| Données |
++++++++++
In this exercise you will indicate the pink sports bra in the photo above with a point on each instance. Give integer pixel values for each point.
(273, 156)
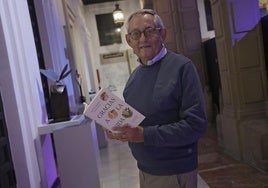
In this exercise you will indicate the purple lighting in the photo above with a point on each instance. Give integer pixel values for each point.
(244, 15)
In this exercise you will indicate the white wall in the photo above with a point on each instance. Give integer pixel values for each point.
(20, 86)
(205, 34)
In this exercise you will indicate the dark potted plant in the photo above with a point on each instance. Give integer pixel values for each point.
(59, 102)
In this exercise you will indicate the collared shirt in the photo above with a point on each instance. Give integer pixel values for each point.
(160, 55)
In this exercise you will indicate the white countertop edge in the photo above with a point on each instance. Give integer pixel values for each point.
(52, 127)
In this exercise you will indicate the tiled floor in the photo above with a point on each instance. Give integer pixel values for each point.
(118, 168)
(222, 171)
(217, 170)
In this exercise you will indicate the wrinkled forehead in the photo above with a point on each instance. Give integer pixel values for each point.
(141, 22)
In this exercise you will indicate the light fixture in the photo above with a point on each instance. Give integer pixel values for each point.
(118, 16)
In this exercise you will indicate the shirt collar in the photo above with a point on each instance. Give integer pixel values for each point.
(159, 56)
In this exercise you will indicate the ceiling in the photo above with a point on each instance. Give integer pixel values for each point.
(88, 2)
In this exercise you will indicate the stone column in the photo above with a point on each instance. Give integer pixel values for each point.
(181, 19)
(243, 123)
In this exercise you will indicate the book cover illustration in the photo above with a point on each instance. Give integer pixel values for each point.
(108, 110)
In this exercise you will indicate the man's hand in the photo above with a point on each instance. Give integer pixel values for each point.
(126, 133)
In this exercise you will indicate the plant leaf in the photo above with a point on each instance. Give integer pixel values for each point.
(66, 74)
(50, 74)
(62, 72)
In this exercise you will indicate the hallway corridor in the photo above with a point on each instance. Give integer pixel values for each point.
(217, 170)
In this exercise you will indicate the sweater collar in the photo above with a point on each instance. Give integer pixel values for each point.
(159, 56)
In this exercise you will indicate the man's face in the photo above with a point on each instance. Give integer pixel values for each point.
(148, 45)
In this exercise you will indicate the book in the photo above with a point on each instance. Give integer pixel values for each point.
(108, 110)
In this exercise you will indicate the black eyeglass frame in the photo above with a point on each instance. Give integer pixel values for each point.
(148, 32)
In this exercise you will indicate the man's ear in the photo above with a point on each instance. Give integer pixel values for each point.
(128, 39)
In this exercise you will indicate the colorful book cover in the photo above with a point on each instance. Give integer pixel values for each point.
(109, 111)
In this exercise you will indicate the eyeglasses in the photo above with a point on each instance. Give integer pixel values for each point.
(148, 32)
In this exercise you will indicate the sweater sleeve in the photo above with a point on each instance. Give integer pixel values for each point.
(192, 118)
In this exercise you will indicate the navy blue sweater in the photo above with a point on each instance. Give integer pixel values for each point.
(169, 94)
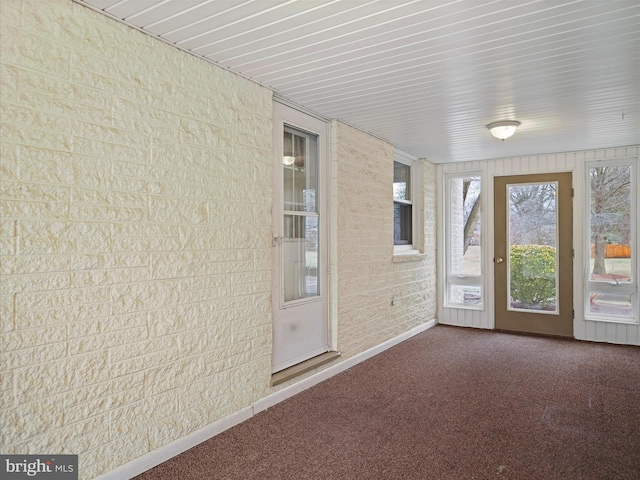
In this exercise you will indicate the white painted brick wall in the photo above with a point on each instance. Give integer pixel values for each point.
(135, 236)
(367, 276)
++++++++++
Reproduisez à l'identique les lignes des données allant de celle qui contient « In this exercise you will indicate the white painted » jusqu'à la fin des données, bornes incluses.

In this exercise you will indicate the white painted brick wall in the photo above with a point on each instance. Give integer pixel values for each point.
(135, 236)
(367, 276)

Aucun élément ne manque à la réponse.